→ **SET PROBLEM**: Return the data below line for line without any changes, and omit the pictures.

→ **LISTED ENTRIES**:
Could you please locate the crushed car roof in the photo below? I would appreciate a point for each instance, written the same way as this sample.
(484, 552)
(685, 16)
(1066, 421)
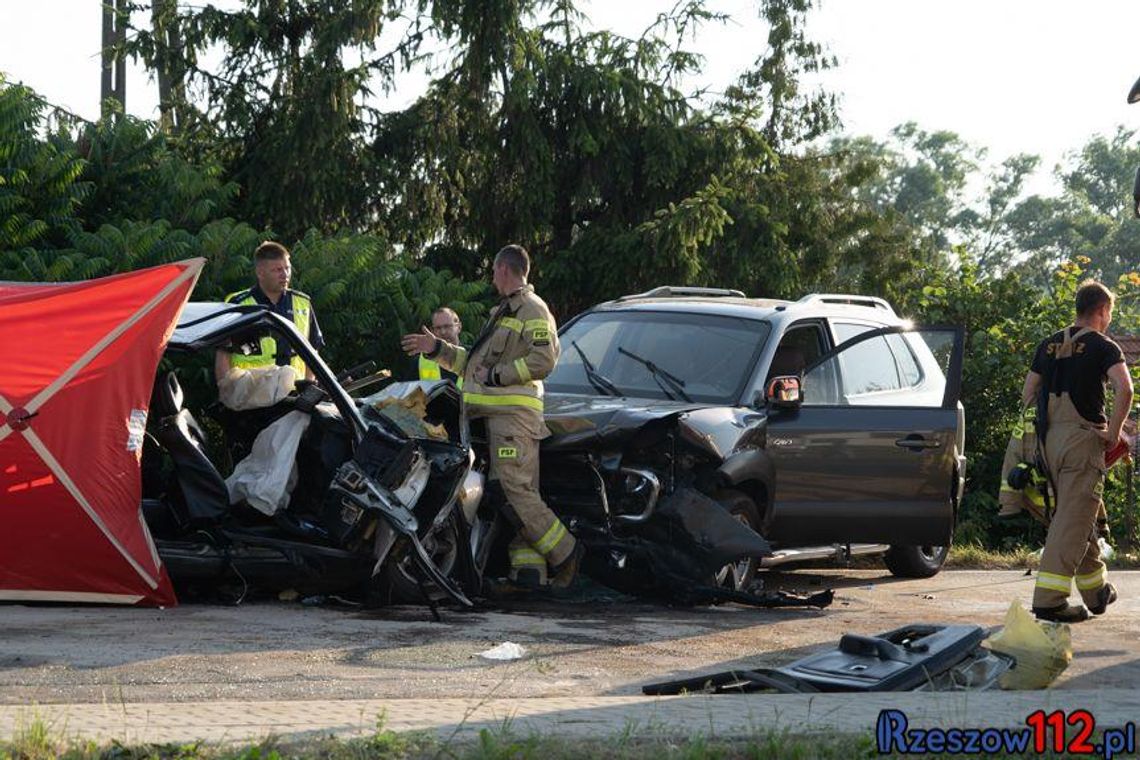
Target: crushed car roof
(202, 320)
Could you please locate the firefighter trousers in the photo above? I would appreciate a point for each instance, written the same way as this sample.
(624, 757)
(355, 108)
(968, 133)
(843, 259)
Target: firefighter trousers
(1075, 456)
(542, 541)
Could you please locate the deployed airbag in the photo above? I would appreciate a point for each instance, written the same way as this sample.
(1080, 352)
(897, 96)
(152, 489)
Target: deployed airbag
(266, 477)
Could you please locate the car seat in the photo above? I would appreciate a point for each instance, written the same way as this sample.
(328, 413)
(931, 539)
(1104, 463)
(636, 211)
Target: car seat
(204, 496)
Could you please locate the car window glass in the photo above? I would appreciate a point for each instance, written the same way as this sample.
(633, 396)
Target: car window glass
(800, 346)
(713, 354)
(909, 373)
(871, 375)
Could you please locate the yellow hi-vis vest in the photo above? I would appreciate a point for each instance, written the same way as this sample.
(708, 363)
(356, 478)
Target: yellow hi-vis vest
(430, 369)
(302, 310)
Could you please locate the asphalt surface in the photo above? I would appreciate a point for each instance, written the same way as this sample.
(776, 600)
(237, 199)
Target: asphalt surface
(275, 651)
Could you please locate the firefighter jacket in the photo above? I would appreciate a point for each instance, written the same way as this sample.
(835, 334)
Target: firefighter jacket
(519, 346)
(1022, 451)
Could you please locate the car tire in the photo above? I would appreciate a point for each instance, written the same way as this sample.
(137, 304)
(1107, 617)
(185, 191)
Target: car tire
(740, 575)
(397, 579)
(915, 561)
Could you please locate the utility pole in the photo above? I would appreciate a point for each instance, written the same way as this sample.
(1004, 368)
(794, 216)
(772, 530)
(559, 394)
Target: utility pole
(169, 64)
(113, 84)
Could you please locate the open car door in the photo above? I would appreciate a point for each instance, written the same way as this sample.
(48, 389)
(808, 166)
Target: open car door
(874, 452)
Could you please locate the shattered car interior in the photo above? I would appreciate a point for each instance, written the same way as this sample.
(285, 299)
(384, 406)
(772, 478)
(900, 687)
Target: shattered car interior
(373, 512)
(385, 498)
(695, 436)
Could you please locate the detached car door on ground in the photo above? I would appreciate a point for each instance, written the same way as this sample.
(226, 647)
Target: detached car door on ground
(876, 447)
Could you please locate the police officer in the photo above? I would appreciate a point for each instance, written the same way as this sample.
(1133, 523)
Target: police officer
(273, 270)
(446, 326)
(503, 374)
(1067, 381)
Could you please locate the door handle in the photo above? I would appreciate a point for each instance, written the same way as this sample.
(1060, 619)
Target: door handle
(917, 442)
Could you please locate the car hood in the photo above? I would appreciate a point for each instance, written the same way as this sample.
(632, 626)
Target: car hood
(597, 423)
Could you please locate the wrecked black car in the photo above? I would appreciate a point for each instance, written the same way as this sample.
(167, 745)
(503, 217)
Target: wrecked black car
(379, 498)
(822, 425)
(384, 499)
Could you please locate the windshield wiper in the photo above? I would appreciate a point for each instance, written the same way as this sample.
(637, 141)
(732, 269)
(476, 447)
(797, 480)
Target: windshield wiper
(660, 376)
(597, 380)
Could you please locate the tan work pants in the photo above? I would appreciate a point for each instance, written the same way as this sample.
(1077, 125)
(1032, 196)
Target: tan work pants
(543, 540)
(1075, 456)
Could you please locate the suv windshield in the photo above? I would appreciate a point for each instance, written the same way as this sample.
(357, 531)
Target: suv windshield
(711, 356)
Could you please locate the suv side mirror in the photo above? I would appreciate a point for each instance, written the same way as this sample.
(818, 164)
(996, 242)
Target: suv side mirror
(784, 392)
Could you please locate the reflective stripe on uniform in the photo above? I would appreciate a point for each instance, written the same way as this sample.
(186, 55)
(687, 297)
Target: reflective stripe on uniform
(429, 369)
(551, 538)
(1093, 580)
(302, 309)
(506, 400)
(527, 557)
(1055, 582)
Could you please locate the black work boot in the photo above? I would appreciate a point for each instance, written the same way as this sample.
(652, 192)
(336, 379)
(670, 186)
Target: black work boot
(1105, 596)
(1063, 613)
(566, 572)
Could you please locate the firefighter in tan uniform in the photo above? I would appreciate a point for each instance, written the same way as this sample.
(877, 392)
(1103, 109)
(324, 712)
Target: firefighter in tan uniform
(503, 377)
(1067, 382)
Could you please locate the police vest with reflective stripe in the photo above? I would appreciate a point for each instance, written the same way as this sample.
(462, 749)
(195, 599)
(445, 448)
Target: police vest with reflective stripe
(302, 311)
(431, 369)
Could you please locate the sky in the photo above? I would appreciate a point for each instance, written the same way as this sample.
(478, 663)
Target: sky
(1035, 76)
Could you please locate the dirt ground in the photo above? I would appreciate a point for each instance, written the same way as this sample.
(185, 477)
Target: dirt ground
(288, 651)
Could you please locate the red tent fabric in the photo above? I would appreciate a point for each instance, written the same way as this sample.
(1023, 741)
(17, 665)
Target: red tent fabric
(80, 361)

→ **SOLVED EXERCISE**:
Could you please locate the crushed car roof in the photo below? I would appreciate a point for each instance, written the same way as this sample.
(484, 552)
(685, 16)
(1066, 421)
Target: crushed car roof
(202, 320)
Could you please locate the firefighter trousers in the photo above? I would appreciate a point for each instance, written the same way as this sample.
(624, 757)
(355, 108)
(968, 133)
(843, 259)
Target: firefighter trousers
(1075, 456)
(542, 541)
Could you please locate the deployed airbag in the photo above? I would appreciate a point for each instance, written the same way as this sample.
(1080, 352)
(897, 96)
(152, 489)
Target: deployed airbag
(266, 477)
Could you please locate the car seat in the photo above? I would appreciate a point for each instance, written the same way as this sample.
(328, 413)
(931, 539)
(1104, 463)
(636, 211)
Target: car seat
(204, 496)
Could you please locate the car window glass in the photo above? I would appreciate a point for each instance, written the same way as this sample.
(633, 396)
Target: car window glass
(800, 346)
(713, 354)
(909, 373)
(871, 375)
Could you please locate the yellow hi-vis vest in the photo above? I would appreciate a point for each instance, written the same way as this sample.
(708, 363)
(356, 478)
Target: yellow hi-vis vest
(430, 369)
(302, 310)
Could you please locate the asphalt surface in the photo above? I would appreciate a point for each instance, written the same way as this sample.
(776, 600)
(237, 199)
Target: asphalt surface
(275, 651)
Could you please locate the firefighter jacket in the photo above? I would appreciate a point for each instance, written the same way as this sample.
(835, 334)
Target: firefighter jacket
(519, 346)
(1022, 451)
Could you please locate the car tire in the photo above? I would appreciate a point for each instance, written the same way as this sample.
(137, 304)
(1107, 617)
(185, 191)
Target: car tire
(740, 575)
(397, 579)
(915, 561)
Could you please locate the utility pole in the photo above? I would appreciate a point for each instance, written the same way as this sample.
(1004, 368)
(794, 216)
(772, 530)
(559, 394)
Target: utility pole
(169, 64)
(113, 84)
Could you please locate the open car door in the photo above? I would appreciate a point for each instance, written the same way as this sample.
(48, 389)
(808, 166)
Target: open car door
(874, 452)
Could you please locate the shattered car interior in the photo above? I would appreciate a point for each instance, written the same way as this sample.
(285, 299)
(384, 406)
(772, 478)
(900, 687)
Target: shattered car interior
(373, 512)
(385, 498)
(695, 436)
Could you please locate the detached car door on ground in the photo above? I would appreciate a point for each instance, written the same way as this sample.
(226, 647)
Target: detached car door on ground
(876, 447)
Could you please locate the police officer in the photo above? I would appreciate a point for each instance, written the same way as this sample.
(1133, 523)
Target: police officer
(273, 270)
(446, 326)
(503, 374)
(1067, 381)
Could you please locate the door handle in the photo above? I would appreciate a point for each instance, written the same way as this sample.
(1060, 619)
Target: door handle
(917, 442)
Could you please locate the car hood in the photo above? I would appreciate a point for each instance, written the same way as this sample.
(632, 626)
Target: car hood
(597, 423)
Could you please locate the wrecked black car in the photo above? I would appreciate a point for each instance, written the same way as this sample.
(167, 745)
(503, 217)
Target: wrecked black car
(379, 498)
(822, 425)
(384, 499)
Could you please locate the windshield wiper in the photo above? I would appreciate a point for each instance, written the same way as this sample.
(637, 141)
(732, 269)
(476, 447)
(797, 480)
Target: windshield wiper
(660, 376)
(597, 380)
Could you please locate the tan work pants in the photo above? I would appreciate a point for each instance, written the same way as this sample.
(1077, 125)
(1032, 196)
Target: tan work pants
(543, 540)
(1075, 456)
Could you please locate the suv windshield in the photo above? I would appreciate a point for each instance, written the same way as this sample.
(357, 531)
Target: suv windshield
(711, 356)
Could you please locate the suv side mirror in the photo above? I would appreciate a point for each instance, written the same way as this sample.
(818, 164)
(996, 242)
Target: suv side mirror
(784, 392)
Could you please locate the reflective stripe on uniform in the photo above? I would appreciate a point for each instance, written the same way as this sample.
(186, 55)
(687, 297)
Target: reflective stripe on uniform
(429, 369)
(551, 538)
(1093, 580)
(302, 309)
(506, 400)
(527, 557)
(1055, 582)
Could you please locate the black work boot in the photo above? I would appreciate a point for each instance, written the same way as this sample.
(652, 192)
(336, 379)
(670, 186)
Target: black work boot
(1105, 596)
(1063, 613)
(566, 572)
Could you please locate the firefighter in tan uniform in the photo above? I would appreciate a point for each instance, written the same way as this sample.
(877, 392)
(1103, 109)
(324, 712)
Target: firefighter in tan uniform
(503, 377)
(1067, 382)
Could you please locate the police vest with reflective stripe in the photo above? I would appreciate a point for each instance, written the same way as this sample.
(462, 749)
(195, 599)
(445, 448)
Target: police vest with reflective stripe
(302, 311)
(431, 369)
Could you please locate the sky in the photo above? I would appreciate a point for each instance, written the same way as this sample.
(478, 663)
Target: sky
(1035, 76)
Could you please locate the dirt ground in the photo above? I would appreciate a point for each instance, written the same way as this sample.
(185, 477)
Target: dirt ground
(288, 651)
Could you please locate the red tent fabric in the photo above? I would appreciate a point for each instance, written the same way as this sample.
(1023, 741)
(17, 665)
Target: red tent fabric
(80, 361)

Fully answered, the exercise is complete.